⟨
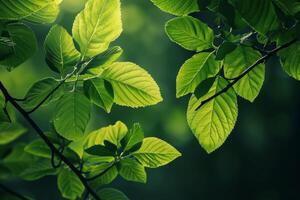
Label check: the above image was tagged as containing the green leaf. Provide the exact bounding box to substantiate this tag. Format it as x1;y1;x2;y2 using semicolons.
54;92;91;141
21;78;64;110
24;139;51;159
89;164;118;186
279;42;300;80
0;0;61;24
119;158;147;183
273;0;300;16
58;168;84;200
0;122;26;145
101;62;163;108
44;25;81;75
72;0;122;58
85;145;115;157
224;46;265;102
85;121;128;149
165;16;214;51
86;46;123;73
229;0;279;35
132;137;181;168
194;77;216;99
187;77;238;153
20;159;56;181
215;42;237;60
84;78;114;113
150;0;199;16
0;23;37;71
176;52;221;98
97;188;129;200
121;123;144;152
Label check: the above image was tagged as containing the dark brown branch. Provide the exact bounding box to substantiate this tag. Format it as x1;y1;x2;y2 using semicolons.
196;39;297;110
0;183;30;200
0;82;102;200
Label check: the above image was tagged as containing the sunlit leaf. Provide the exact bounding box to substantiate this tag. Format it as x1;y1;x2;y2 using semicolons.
150;0;199;16
119;158;147;183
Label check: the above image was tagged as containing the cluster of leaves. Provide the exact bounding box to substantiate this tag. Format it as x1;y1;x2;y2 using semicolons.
151;0;300;153
0;0;181;199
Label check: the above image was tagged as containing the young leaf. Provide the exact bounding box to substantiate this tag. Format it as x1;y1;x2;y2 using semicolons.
279;42;300;80
85;145;115;157
150;0;199;16
121;123;144;152
229;0;279;35
86;46;123;72
132;137;181;168
20;159;56;181
0;0;61;24
0;122;26;145
224;46;265;102
21;78;64;110
72;0;122;58
119;158;147;183
165;16;214;52
85;121;128;149
176;52;221;98
84;78;114;113
24;139;51;159
54;92;91;141
0;23;37;71
101;62;163;108
58;168;84;200
187;77;238;153
44;25;81;75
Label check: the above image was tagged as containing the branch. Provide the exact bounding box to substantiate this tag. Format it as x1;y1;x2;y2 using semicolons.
196;39;298;110
0;183;30;200
0;82;102;200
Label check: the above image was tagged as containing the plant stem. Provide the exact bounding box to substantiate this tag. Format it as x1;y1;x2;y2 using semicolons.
196;39;297;110
0;183;30;200
0;82;102;200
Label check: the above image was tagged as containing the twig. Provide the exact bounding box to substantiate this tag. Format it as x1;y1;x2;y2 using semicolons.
196;39;297;110
0;82;102;200
0;183;30;200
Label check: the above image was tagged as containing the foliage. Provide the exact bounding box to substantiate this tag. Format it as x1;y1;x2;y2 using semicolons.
151;0;300;153
0;0;180;199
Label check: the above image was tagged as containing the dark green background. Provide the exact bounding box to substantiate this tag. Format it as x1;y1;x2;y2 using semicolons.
1;0;299;199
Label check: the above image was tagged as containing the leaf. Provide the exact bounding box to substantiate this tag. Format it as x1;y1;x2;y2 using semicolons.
176;52;221;98
273;0;300;16
121;123;144;152
0;23;37;71
86;46;123;73
229;0;279;35
24;139;51;159
150;0;199;16
215;42;237;60
279;42;300;80
0;0;61;24
194;77;216;99
165;16;214;51
0;122;26;145
20;159;56;181
132;137;181;168
72;0;122;58
21;78;64;110
89;164;118;186
84;78;114;113
119;158;147;183
224;46;265;102
85;145;115;157
44;25;81;75
101;62;163;108
187;77;238;153
85;121;128;149
58;168;84;200
54;92;91;141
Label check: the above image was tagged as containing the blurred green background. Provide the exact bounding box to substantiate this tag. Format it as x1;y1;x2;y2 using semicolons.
1;0;300;199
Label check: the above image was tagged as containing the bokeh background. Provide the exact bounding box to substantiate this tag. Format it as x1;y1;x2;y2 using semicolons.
1;0;300;199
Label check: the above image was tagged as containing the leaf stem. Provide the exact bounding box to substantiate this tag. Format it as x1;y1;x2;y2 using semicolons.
196;39;297;110
0;82;102;200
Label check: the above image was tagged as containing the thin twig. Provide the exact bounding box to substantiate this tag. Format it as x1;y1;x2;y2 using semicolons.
0;183;30;200
196;39;297;110
0;82;102;200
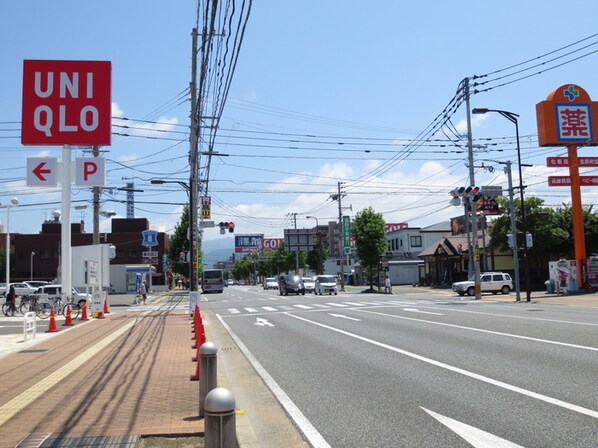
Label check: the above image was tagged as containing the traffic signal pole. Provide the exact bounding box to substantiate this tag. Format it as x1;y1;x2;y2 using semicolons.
464;78;482;300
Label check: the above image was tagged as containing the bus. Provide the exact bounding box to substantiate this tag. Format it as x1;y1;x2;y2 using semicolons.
201;269;224;293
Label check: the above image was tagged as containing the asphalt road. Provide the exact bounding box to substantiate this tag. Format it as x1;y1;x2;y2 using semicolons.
203;285;598;448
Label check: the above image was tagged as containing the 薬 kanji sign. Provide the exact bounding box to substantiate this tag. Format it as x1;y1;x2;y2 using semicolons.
21;60;112;146
536;84;598;146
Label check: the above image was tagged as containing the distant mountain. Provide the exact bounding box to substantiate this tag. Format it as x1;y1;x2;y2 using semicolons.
202;237;235;267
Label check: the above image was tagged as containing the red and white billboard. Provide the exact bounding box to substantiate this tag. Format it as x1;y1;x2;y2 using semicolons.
21;60;111;145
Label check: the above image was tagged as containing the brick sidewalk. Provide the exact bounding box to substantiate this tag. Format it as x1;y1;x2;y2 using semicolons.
0;308;203;447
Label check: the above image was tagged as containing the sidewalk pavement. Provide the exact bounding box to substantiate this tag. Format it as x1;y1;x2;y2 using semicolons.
0;293;205;447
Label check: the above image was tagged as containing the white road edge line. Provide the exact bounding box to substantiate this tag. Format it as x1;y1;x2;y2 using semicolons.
421;407;525;447
286;313;598;420
216;315;331;448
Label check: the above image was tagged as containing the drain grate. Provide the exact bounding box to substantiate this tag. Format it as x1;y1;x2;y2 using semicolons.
18;349;49;354
40;435;139;447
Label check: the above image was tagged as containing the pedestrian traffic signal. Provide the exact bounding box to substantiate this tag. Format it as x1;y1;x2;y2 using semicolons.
⟩
_Work to complete:_
Copy all the material above exactly, but skip each image.

_Exercise solution:_
Label check: the above image was tagged as containing the green leaf. Provide the exact bounding box to substantiate this tag. Format it as x1;y1;x2;y2 using semicolons.
54;92;91;141
21;78;64;110
24;139;51;159
89;164;118;186
279;42;300;80
0;0;61;24
119;158;147;183
273;0;300;16
58;168;84;200
0;122;26;145
101;62;163;108
44;25;81;75
72;0;122;58
85;145;115;157
224;46;265;102
85;121;128;149
165;16;214;51
86;46;123;73
229;0;279;35
132;137;181;168
194;77;216;99
187;77;238;153
20;159;56;181
215;42;237;60
84;78;114;113
150;0;199;16
0;23;37;71
176;52;221;98
97;188;129;200
121;123;144;152
Label check: the above image was tagged as containing the dark brown branch. Provide the exact bounding box to substantiate this tag. Format it as x1;y1;x2;y2 using semicolons.
196;39;297;110
0;183;30;200
0;82;102;200
Label check: the above image was tagged as containing the sunlit leaf. Provide the exact bounding box to substantiate this tag. Format it as x1;y1;x2;y2 using semicolons.
150;0;199;16
119;158;147;183
Label check: the above image was tagged as containing the cluster of leaves. Provide the exact bounding box to substantiate this tag. Format it as x1;y1;x2;y2 using semicolons.
151;0;300;153
0;0;181;199
Label check: the above image was tagged as containing the young leaf. Provide the exact bounding box to substantiate this tag. Format it as x1;y1;x2;y2 using semicolons.
279;42;300;80
85;145;115;157
150;0;199;16
121;123;144;152
229;0;279;35
86;46;123;72
132;137;181;168
20;159;56;181
0;0;61;24
0;122;26;145
224;46;265;102
21;78;64;110
72;0;122;58
119;158;147;183
165;16;214;52
85;121;128;149
176;52;221;98
84;78;114;113
24;139;51;159
54;92;91;141
0;23;37;71
101;62;163;108
58;168;84;200
187;77;238;153
44;25;81;75
Label check: the above image was tagged as containing the branch. Provide the exact bounding box to substantiate this tag. Format it as x1;y1;x2;y2 using semicolons.
196;39;298;110
0;183;30;200
0;82;102;200
Label check: the above image was tagged as containing the plant stem. Provide the exact bounding box to substantiate this tag. Format it as x1;y1;x2;y2 using semicolons.
196;39;297;110
0;183;30;200
0;82;102;200
Label check: the above image was tagged as containing the twig. Provide the exact bounding box to substantiate this tag. Format it as x1;y1;x2;y2 using semicolons.
196;39;297;110
0;82;102;200
0;183;30;200
Label check: the above image was tagged as containing the foliage. Provide the exact bounding box to substantiate this tag. Format it as x1;y1;x2;y2 using semicolons.
151;0;300;153
0;0;180;199
Label check: the above image was tagged as containing the dark green background. Provide the exact bounding box to substantiate this tag. Format it as x1;y1;x2;y2 using semicolons.
1;0;299;199
Label check: the above image was tagged as containing the leaf. Provide the exact bounding box to substantiate this tag. Format it as x1;y1;x2;y2 using semicolons.
176;52;221;98
273;0;300;16
121;123;144;152
0;23;37;71
86;46;123;73
229;0;279;35
24;139;51;159
150;0;199;16
215;42;237;60
279;42;300;80
0;0;61;24
194;77;216;99
165;16;214;51
0;122;26;145
20;159;56;181
132;137;181;168
72;0;122;58
21;78;64;110
89;164;118;186
84;78;114;113
119;158;147;183
224;46;265;102
85;145;115;157
44;25;81;75
101;62;163;108
187;77;238;153
85;121;128;149
58;168;84;200
54;92;91;141
Label check: the above image was tagged as containing the blurred green background. Provide the exact bounding box to substantiate this tag. Format it as x1;y1;x2;y2 using semicolons.
1;0;300;199
Label check: the above image was tagged as containing the bokeh background. Provide the exact bounding box to substantiate this tag. Format it as x1;y1;x2;y2 using semicolons.
1;0;300;199
Label check: the above image was tagged as containing the leaf stem. Provide the exact bounding box to substantiate this tag. Format it as x1;y1;x2;y2 using semicolons.
196;39;297;110
0;82;102;200
Label check: the above image was tagged as containing the thin twig. Provide the exact bounding box to substantiate this tag. Format it as x1;y1;x2;y2 using semicolons.
0;183;30;200
196;39;297;110
0;82;102;200
Label check: the above image was tagged as containing the traffic signal pole. Provide the exact bounding box to substantiate this tag. Format it as x1;y1;x2;y2 using semicolons.
464;78;482;300
Label check: the above image was tagged as containing the bus. Provide the exact bounding box to substantiate this tag. Format it as x1;y1;x2;y2 using semicolons.
201;269;224;293
Label check: the above image was tagged as containing the asphalt road. Provide the exact bounding box to substantiate this tag. Format it as x1;y1;x2;y2 using semicolons.
203;285;598;448
Label check: the above image was tagged as containing the 薬 kanji sign. Provide the exact bounding box to substantiate this tag. Format it as x1;y1;x2;y2 using semicolons.
21;60;112;146
536;84;598;146
Label check: the above image was tagged as containing the distant mountain. Provide the exact bounding box to substantiate this tag. Format it as x1;y1;x2;y2 using semicolons.
202;237;235;267
Label check: the above image was tagged as containing the red and white billboard. Provide the exact bounding box to substantiate this tag. Format it as x1;y1;x2;y2 using semicolons.
21;60;111;145
Label check: the above image was tagged as containing the brick sidewalk. Provide the exact bounding box to substantiate this tag. Format it as x1;y1;x2;y2 using semicolons.
0;308;203;447
Label check: the above image was tagged as containing the sidewalk pavement. Provide the exact bounding box to substantiate this tag. Format it as x1;y1;x2;y2 using semicolons.
0;293;205;447
Label check: the above image was tagged as containing the white road edge line. Provide the exact bounding box to substantiate this tag. Format it as x1;y1;x2;y2 using semicolons.
421;407;525;447
286;313;598;420
216;315;331;448
Label check: the above image was tagged as containing the drain grate. Provide the exact bounding box to substantiate this tag. Format it as x1;y1;x2;y2 using semicolons.
18;349;49;354
40;435;139;447
Label check: the above image was tagged as containing the pedestrian traffic signal. Provide the exact bounding box to substantiate this tag. Format it as x1;y1;x2;y2 using semicolons.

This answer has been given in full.